# PROBLEM TO SOLVE:
All lines from the one containing "of the orange" to the end of the listing below are to be reproduced exactly, and no others.

# MATERIAL SHOWN:
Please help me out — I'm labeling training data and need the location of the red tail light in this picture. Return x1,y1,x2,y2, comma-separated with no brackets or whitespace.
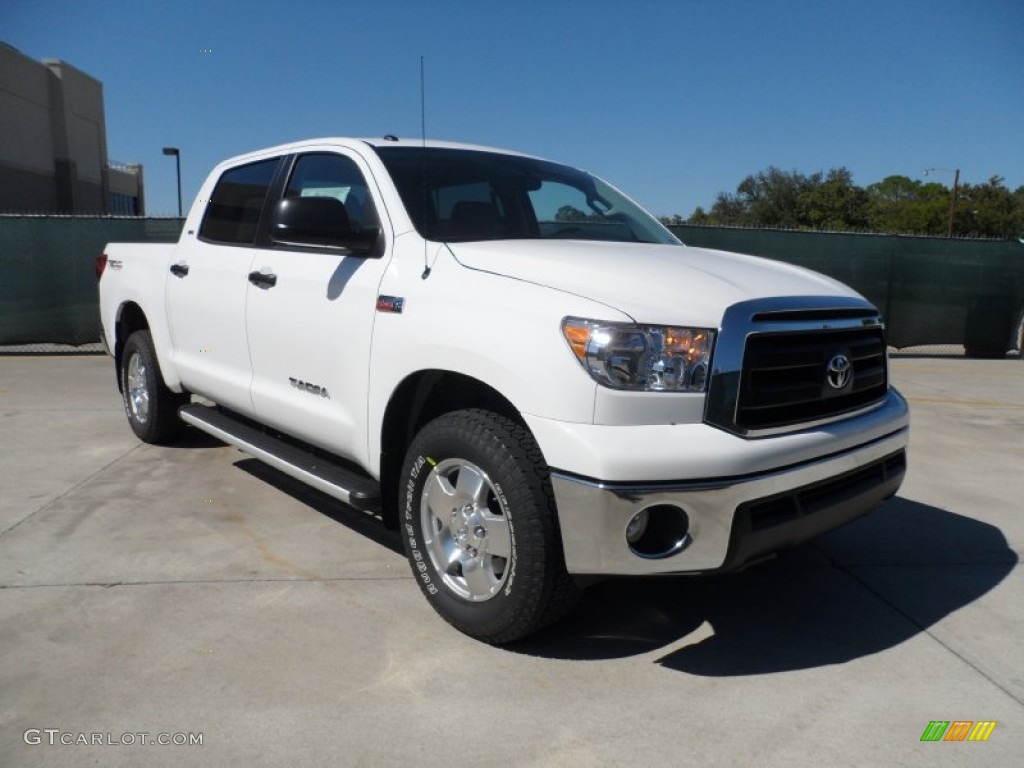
95,253,108,280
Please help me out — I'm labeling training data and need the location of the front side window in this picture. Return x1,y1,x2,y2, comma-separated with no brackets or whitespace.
284,153,378,232
199,158,279,244
374,147,678,245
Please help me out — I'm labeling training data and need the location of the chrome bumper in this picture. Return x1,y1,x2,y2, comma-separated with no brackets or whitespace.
550,427,908,575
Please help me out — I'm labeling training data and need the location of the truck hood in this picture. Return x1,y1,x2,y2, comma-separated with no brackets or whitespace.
447,240,858,326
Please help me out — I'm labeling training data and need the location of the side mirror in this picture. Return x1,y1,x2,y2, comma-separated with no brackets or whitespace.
270,197,379,254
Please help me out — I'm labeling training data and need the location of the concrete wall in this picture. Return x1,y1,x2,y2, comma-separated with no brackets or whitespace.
0,43,142,214
0,44,60,211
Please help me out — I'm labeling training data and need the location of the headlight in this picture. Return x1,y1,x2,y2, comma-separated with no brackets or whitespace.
562,317,714,392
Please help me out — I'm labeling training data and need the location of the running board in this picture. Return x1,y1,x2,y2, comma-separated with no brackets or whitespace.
179,404,380,512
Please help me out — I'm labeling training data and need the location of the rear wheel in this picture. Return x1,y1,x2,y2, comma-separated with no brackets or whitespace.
400,409,579,643
120,330,187,443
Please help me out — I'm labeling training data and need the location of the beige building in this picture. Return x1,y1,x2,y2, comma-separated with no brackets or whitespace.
0,42,144,214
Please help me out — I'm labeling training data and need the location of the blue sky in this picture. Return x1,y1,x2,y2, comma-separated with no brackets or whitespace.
4,0,1022,217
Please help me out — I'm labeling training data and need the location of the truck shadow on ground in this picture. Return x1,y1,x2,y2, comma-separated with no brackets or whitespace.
233,458,405,556
163,429,228,449
212,454,1017,676
513,497,1017,675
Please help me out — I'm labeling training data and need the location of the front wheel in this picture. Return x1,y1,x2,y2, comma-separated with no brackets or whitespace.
400,409,579,643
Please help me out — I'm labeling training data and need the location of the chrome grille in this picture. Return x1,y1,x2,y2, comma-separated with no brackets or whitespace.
736,328,887,429
705,297,890,435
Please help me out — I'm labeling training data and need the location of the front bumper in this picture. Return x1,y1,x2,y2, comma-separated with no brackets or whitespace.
550,426,908,575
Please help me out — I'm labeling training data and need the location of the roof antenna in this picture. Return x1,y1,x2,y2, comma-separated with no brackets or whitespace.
420,55,431,280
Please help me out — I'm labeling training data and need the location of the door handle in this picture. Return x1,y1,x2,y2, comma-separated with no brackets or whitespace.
248,270,277,288
169,263,189,278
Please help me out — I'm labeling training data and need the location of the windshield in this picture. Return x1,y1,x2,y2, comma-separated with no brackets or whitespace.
374,147,680,245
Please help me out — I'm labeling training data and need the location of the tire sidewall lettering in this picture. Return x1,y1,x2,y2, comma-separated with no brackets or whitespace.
404,454,439,596
493,481,518,596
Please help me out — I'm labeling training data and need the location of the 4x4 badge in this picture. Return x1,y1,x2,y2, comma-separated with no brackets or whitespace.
376,295,405,313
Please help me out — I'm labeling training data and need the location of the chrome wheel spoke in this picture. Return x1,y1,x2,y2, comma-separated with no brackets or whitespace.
126,353,149,422
427,523,458,571
480,511,511,560
455,465,487,507
424,471,457,515
419,457,513,603
461,557,495,598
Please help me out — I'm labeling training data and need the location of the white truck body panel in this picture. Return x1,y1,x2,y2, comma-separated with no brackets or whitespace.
448,239,853,327
166,242,256,413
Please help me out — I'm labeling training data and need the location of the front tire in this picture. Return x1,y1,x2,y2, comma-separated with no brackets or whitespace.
400,409,579,643
120,330,187,443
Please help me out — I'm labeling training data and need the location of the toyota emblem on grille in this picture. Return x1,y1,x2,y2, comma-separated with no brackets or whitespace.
826,354,852,389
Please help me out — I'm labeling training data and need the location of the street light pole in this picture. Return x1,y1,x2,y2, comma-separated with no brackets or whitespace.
162,147,182,217
923,167,960,238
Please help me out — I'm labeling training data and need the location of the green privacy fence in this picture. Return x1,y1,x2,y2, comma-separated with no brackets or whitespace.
1,217,1021,354
0,216,184,346
670,225,1024,356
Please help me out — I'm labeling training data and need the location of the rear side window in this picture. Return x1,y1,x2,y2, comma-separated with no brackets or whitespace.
199,158,279,244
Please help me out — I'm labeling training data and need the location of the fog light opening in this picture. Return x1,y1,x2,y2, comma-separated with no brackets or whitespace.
626,504,690,559
625,509,649,544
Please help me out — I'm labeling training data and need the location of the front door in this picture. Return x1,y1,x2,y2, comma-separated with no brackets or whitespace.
246,150,391,465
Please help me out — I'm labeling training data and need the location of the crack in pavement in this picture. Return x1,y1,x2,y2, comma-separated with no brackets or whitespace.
813,542,1024,708
0,442,144,539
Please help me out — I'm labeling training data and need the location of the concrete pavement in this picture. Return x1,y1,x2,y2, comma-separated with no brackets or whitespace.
1,354,1021,766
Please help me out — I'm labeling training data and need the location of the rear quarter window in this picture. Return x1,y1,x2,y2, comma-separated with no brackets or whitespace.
199,158,280,244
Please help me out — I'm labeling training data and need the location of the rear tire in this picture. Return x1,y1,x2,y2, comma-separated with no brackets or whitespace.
399,409,579,643
120,330,187,443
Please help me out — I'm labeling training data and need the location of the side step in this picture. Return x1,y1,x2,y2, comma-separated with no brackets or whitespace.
179,404,381,512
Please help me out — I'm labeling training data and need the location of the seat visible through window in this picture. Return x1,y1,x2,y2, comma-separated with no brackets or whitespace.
448,200,510,241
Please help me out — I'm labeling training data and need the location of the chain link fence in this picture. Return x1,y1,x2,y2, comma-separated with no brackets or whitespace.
1,218,1021,359
0,342,105,355
0,215,183,351
670,225,1024,359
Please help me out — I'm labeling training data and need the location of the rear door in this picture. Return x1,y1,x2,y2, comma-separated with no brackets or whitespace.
245,149,391,465
166,157,281,414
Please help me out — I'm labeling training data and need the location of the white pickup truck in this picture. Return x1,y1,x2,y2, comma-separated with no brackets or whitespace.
98,137,909,643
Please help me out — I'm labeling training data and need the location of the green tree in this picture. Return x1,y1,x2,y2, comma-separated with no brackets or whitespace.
685,207,711,225
555,205,587,222
954,176,1023,238
695,166,868,230
734,167,809,228
1015,186,1024,238
687,168,1024,238
706,190,747,224
798,168,870,231
865,176,947,234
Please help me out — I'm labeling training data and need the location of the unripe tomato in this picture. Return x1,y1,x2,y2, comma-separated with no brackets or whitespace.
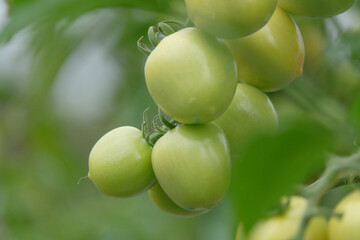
145,27,237,124
225,8,305,92
236,196,327,240
152,122,231,210
184,0,278,39
328,190,360,240
279,0,355,18
215,83,278,158
88,127,155,197
148,182,207,217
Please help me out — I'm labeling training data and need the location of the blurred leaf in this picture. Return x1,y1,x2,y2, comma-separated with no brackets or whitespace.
1,0,184,42
341,30,360,63
350,92,360,131
230,119,332,232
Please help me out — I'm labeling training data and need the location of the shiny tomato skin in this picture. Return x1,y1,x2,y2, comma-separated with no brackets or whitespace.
184,0,278,39
236,197,327,240
148,182,207,217
145,27,237,124
328,190,360,240
215,83,278,158
279,0,355,18
88,127,155,197
152,122,231,211
225,8,305,92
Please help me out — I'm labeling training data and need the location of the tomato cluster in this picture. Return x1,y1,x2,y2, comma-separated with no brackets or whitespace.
237,190,360,240
87,0,356,234
236,196,328,240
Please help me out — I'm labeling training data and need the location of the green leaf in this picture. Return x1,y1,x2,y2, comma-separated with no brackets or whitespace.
230,119,332,233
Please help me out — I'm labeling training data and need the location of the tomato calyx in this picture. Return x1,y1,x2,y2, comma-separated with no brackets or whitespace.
141,107,181,147
137,20,186,56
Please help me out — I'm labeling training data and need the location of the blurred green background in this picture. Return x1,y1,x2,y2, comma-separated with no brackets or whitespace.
0,0,359,239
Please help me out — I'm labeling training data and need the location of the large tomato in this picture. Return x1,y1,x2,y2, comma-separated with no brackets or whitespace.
148,182,207,217
88,127,155,197
279,0,355,18
225,8,305,92
328,190,360,240
145,27,237,124
151,122,231,210
215,83,278,158
236,196,327,240
184,0,278,39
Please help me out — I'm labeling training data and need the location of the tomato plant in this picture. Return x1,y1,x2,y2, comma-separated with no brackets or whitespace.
151,122,231,211
215,83,278,158
149,182,208,217
328,190,360,240
279,0,356,18
81,1,360,239
88,126,155,197
145,27,237,124
236,197,328,240
225,7,305,92
184,0,277,39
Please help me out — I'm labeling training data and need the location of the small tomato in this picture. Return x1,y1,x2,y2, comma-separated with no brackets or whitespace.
215,83,278,158
88,127,155,197
328,190,360,240
185,0,278,39
145,27,237,124
152,122,231,210
225,8,305,92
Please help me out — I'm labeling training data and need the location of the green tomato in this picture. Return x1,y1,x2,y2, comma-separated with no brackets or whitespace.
328,190,360,240
152,122,231,210
148,182,207,217
184,0,278,39
279,0,355,18
145,27,237,124
225,7,305,92
88,126,155,197
236,196,328,240
215,83,278,158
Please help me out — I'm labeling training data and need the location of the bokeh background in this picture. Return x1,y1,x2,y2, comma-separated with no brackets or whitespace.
0,0,360,239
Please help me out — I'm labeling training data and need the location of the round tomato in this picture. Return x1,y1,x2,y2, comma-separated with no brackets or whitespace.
145,27,237,124
236,196,327,240
225,7,305,92
152,122,231,210
328,190,360,240
88,126,155,197
215,83,278,158
279,0,355,18
184,0,277,39
149,182,207,217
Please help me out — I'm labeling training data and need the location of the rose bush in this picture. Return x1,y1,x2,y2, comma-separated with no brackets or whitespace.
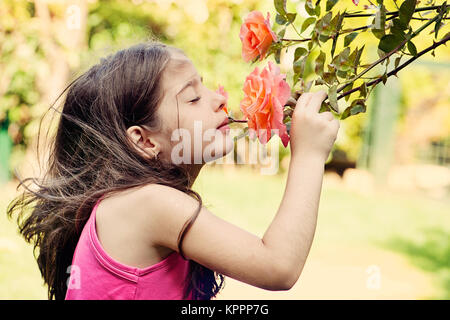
232,1,449,147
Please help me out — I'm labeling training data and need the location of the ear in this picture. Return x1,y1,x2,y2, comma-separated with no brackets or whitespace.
126,125,160,160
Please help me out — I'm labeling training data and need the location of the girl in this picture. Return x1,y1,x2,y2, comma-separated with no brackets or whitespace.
7,41,340,300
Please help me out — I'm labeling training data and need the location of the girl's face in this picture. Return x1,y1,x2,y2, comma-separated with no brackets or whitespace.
153,52,234,164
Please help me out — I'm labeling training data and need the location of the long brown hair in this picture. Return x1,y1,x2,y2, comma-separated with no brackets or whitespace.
6,41,225,300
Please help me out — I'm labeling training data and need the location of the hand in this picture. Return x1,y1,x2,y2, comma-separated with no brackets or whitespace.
289,90,340,162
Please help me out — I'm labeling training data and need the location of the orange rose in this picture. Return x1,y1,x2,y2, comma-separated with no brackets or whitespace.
239,11,278,63
216,85,229,115
240,61,290,147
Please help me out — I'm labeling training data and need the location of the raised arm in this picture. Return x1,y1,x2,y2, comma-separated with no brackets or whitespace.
139,90,339,291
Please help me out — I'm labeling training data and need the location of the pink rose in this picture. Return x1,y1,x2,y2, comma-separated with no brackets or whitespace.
352,0,359,5
239,11,278,63
240,61,291,147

# EXERCISE RESPONSE:
Please help me out — I'm labeling training data and need the location of the orange rose in this picture. Return x1,y1,x2,y2, comma-separated with no brackets or whitespace.
239,11,278,63
216,85,229,115
240,61,290,147
Please help me out — I'm labeling training data and need the location of the raised arm in this picture. Return x1,y1,x2,y2, comma-separated with no brackets or whitespace.
139,90,339,291
Please help me out — I'm labeling training data and need the location of the pink rose in this picture. Return x1,y1,x2,y2, comma-separated with no brackets or whitespace.
352,0,359,5
239,11,278,63
240,61,291,147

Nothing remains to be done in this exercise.